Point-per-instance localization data
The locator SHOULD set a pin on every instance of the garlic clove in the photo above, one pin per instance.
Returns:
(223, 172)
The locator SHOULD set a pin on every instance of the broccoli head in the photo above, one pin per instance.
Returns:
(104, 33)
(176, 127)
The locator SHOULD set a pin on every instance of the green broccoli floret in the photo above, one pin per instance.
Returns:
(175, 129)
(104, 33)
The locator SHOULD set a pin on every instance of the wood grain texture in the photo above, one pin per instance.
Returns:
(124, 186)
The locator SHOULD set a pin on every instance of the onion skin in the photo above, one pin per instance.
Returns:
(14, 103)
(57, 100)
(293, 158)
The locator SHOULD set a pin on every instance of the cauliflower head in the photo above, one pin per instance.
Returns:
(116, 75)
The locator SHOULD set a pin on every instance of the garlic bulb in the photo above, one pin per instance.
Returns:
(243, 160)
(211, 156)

--

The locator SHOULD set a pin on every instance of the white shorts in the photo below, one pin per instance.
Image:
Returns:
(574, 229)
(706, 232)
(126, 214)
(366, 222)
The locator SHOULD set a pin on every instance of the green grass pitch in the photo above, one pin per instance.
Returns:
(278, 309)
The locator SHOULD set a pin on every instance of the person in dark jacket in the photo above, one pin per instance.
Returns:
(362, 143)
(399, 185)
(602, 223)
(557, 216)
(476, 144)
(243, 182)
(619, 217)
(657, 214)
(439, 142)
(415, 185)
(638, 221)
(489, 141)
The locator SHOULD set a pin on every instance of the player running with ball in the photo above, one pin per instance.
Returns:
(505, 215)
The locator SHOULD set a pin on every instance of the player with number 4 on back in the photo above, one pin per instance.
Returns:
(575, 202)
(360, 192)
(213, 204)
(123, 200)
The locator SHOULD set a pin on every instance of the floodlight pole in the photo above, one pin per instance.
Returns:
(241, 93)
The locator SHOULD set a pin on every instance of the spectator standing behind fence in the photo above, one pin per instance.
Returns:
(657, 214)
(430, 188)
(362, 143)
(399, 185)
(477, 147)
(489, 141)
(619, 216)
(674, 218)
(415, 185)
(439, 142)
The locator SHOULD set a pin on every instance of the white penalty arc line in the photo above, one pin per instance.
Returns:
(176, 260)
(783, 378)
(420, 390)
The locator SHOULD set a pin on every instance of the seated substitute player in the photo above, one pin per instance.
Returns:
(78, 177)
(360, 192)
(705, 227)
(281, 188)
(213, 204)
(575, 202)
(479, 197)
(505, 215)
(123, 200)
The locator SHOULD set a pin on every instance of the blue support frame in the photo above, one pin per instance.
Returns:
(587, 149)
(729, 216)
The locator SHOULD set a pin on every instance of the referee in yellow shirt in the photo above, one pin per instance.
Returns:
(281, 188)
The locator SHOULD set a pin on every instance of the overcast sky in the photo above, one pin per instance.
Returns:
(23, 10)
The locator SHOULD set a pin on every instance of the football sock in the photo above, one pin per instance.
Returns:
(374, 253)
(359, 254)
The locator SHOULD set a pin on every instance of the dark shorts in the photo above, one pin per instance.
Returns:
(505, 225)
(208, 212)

§ TO DO
For every line above that includes the string "dark", copy the line.

§ WRITTEN ANSWER
The locator SHOULD set a pin on every instance of the person in dark jacket in the photo above, one pin per instance.
The locator SHOULD set a pin on every instance of the dark shorts in the photo above, one pin per instance.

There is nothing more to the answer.